Exercise brief
Your task is to transcribe the entries below exactly, beginning with the line containing "Target: white cloud" and ending with the final line, and to add nothing else.
....................
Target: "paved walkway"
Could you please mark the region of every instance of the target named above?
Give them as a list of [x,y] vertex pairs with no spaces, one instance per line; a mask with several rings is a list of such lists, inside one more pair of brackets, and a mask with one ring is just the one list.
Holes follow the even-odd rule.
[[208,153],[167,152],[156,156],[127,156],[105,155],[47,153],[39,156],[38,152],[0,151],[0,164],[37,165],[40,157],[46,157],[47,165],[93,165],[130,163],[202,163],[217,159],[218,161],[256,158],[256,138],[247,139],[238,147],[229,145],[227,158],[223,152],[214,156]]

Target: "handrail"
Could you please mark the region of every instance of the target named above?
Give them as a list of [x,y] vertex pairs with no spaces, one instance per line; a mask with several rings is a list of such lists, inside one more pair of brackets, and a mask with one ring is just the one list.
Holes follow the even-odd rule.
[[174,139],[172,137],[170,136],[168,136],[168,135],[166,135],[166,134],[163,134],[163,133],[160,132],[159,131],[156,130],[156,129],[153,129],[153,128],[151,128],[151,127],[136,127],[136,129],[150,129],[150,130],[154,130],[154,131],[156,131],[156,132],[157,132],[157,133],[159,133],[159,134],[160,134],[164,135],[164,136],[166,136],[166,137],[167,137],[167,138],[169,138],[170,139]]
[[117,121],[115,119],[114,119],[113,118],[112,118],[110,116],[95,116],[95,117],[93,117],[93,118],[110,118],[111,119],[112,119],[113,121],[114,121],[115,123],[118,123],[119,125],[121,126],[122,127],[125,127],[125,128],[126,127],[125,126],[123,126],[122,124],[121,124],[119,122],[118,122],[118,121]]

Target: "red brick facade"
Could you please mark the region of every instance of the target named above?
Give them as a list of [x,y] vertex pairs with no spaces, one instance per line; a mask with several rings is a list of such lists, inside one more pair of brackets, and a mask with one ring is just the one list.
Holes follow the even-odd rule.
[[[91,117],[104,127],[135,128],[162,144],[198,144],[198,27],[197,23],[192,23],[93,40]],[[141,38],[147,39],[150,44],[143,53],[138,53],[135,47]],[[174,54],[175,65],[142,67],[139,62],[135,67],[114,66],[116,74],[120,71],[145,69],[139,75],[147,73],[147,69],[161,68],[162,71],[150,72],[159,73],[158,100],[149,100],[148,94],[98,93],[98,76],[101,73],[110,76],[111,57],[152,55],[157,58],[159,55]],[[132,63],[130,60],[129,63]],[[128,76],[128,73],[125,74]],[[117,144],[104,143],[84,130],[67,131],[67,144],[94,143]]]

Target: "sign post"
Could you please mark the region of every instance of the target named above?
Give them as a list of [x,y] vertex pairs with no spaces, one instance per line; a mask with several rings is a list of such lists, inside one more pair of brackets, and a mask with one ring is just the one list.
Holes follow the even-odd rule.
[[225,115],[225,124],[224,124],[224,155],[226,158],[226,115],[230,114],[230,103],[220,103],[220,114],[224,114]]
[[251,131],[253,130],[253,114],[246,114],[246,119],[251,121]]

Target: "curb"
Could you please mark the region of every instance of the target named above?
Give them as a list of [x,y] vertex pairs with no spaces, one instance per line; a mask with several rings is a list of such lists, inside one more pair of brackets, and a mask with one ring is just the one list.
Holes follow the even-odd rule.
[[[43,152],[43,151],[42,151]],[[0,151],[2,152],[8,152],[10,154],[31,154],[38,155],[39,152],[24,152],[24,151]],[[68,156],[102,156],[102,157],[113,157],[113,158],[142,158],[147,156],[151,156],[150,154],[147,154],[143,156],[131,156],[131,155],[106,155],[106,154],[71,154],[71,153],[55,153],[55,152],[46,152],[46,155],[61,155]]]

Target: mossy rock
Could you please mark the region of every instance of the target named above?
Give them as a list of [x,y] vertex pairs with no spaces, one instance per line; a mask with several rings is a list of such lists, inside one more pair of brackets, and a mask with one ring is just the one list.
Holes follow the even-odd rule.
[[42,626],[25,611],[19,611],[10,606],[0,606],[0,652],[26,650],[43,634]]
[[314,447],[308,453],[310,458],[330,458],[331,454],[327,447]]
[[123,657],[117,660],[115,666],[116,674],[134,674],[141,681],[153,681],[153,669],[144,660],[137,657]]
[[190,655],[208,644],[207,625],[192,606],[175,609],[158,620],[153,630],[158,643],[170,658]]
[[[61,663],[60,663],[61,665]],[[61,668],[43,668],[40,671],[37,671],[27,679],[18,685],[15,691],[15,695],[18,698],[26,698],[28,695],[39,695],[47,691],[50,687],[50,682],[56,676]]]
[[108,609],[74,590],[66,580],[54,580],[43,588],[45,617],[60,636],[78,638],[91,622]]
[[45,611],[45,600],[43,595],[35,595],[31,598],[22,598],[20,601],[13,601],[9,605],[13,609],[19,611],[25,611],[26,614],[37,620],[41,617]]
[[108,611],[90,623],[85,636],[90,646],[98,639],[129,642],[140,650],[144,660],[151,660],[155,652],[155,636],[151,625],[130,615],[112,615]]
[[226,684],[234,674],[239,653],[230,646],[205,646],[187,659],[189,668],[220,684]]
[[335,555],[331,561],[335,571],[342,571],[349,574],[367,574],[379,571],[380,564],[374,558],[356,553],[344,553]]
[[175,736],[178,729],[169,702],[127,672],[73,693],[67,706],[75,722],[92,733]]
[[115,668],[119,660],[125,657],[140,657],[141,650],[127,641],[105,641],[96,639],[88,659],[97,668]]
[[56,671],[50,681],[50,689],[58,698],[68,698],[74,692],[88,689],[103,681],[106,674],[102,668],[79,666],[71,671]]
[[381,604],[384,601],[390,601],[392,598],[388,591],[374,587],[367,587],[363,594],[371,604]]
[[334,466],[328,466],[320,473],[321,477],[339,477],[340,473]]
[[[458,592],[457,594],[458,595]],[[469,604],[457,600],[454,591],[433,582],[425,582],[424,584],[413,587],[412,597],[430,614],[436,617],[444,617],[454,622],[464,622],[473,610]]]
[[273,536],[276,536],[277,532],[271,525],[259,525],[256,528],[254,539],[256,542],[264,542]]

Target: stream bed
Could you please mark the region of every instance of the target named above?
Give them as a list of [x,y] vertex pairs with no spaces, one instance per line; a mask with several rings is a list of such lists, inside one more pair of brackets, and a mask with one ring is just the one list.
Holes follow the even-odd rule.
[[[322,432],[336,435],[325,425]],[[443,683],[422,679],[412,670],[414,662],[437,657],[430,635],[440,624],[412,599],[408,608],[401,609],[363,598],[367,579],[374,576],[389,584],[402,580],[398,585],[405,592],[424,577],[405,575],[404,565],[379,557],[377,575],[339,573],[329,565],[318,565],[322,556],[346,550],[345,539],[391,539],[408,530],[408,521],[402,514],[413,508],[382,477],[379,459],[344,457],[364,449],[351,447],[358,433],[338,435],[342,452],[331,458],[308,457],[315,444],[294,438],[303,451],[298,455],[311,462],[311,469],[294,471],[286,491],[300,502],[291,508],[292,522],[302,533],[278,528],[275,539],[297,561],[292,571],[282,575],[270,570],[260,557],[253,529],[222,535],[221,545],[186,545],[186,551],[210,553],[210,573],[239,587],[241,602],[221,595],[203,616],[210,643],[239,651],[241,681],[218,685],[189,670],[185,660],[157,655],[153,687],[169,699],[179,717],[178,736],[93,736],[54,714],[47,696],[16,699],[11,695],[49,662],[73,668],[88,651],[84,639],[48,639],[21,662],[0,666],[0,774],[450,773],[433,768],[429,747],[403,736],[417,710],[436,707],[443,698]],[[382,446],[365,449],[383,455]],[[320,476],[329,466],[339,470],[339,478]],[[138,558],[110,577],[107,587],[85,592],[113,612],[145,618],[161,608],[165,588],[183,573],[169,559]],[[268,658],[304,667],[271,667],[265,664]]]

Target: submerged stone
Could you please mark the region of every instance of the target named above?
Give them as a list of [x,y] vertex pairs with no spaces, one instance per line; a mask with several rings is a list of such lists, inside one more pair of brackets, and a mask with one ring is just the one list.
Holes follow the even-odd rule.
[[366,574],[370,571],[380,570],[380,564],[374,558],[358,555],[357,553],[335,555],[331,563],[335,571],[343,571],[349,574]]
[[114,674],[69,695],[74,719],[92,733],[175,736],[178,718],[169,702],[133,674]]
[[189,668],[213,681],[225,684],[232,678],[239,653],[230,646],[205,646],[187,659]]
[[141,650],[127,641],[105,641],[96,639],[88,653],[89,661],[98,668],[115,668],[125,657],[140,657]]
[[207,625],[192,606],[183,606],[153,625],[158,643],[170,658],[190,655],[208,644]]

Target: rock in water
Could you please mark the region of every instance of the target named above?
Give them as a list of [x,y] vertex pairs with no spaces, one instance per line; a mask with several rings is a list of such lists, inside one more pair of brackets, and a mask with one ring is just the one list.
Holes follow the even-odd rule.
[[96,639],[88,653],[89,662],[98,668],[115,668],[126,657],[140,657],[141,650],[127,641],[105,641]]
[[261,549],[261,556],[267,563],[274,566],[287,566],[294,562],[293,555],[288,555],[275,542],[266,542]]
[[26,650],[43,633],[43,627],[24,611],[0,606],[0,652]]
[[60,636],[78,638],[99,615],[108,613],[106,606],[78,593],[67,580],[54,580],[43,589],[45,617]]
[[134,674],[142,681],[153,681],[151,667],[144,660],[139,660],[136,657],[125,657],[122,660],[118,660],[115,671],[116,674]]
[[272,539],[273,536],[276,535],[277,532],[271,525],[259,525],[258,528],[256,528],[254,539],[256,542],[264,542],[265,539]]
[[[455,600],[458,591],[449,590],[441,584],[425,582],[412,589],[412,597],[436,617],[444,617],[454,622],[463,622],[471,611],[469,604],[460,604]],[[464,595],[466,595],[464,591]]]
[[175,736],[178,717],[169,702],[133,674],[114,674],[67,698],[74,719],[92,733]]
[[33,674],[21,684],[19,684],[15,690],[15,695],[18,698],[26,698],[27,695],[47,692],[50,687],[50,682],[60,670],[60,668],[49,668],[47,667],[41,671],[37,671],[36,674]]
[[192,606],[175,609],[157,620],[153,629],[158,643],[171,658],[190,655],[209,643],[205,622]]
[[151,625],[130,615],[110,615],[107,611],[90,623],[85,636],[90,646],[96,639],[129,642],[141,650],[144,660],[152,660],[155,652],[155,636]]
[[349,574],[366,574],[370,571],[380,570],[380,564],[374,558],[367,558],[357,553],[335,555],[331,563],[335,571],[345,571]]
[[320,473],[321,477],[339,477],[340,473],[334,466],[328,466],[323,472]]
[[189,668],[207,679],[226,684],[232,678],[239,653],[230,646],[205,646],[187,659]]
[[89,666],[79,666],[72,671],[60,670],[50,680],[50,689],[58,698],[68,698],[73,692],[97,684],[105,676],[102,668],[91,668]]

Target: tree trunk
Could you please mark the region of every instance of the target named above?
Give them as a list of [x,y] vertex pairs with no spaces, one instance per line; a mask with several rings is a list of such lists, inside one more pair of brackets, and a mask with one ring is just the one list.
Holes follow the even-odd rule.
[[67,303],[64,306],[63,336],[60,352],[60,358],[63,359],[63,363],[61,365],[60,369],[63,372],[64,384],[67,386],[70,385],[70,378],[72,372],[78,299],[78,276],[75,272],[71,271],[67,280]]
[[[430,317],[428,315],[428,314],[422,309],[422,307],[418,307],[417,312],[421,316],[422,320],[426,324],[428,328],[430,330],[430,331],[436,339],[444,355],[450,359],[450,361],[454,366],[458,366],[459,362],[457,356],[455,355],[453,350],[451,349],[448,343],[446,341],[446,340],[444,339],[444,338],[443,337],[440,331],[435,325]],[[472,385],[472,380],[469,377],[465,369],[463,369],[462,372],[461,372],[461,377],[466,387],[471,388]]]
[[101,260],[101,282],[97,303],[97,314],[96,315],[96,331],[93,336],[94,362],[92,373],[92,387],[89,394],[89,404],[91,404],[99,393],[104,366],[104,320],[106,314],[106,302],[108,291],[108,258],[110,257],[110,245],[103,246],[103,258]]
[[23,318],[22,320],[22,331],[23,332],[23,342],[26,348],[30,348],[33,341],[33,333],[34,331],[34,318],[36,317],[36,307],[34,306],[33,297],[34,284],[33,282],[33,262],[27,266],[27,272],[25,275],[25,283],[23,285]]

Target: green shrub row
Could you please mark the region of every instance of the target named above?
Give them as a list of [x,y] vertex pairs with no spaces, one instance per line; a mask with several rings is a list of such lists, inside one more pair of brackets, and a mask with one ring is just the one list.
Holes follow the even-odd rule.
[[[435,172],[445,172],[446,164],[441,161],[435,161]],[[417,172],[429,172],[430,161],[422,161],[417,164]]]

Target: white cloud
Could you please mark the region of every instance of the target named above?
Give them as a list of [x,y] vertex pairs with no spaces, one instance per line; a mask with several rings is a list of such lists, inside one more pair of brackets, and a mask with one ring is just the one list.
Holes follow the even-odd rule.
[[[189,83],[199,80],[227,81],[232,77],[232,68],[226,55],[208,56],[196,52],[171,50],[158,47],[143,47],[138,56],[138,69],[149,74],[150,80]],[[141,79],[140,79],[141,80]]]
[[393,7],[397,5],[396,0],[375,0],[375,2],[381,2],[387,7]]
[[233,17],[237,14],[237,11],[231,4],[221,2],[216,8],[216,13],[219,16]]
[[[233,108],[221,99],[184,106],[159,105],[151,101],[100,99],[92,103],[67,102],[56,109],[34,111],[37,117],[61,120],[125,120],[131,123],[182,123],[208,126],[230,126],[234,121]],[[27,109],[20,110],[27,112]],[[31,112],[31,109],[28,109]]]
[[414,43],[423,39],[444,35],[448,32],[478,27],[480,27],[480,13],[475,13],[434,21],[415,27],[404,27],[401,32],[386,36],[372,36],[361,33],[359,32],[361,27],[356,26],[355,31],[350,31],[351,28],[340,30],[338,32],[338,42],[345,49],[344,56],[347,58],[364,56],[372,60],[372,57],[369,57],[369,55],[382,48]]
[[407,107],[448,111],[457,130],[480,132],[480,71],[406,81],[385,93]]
....................
Solution for this exercise
Target: white cloud
Could you please mark the region of every instance of the target named above?
Give them as a list of [x,y] vertex pairs with no spaces, one instance per line; a mask with several rings is a list of such lists, inside one more pair of brackets, and a mask with one ring is just the one list.
Holes follow the even-odd rule.
[[[189,83],[199,80],[227,81],[232,77],[232,68],[226,55],[208,56],[196,52],[171,50],[158,47],[143,47],[138,56],[138,69],[149,74],[150,80]],[[141,79],[140,79],[141,80]]]
[[393,7],[397,5],[396,0],[375,0],[375,2],[381,2],[387,7]]
[[233,17],[237,14],[237,11],[231,4],[221,2],[216,8],[216,13],[219,16]]
[[[233,108],[221,99],[184,106],[159,105],[151,101],[100,99],[92,103],[67,102],[56,109],[34,111],[37,117],[61,120],[125,120],[131,123],[182,123],[208,126],[230,126],[234,121]],[[27,109],[20,110],[27,112]],[[31,112],[31,109],[28,109]]]
[[414,43],[423,39],[444,35],[448,32],[478,27],[480,27],[480,13],[475,13],[434,21],[415,27],[404,27],[401,32],[386,36],[372,36],[361,33],[359,32],[361,27],[356,26],[355,31],[350,31],[351,28],[340,30],[338,32],[338,42],[345,49],[344,56],[347,58],[364,56],[372,60],[372,57],[369,57],[369,55],[382,48]]
[[407,107],[448,111],[457,130],[480,132],[480,71],[406,81],[385,93]]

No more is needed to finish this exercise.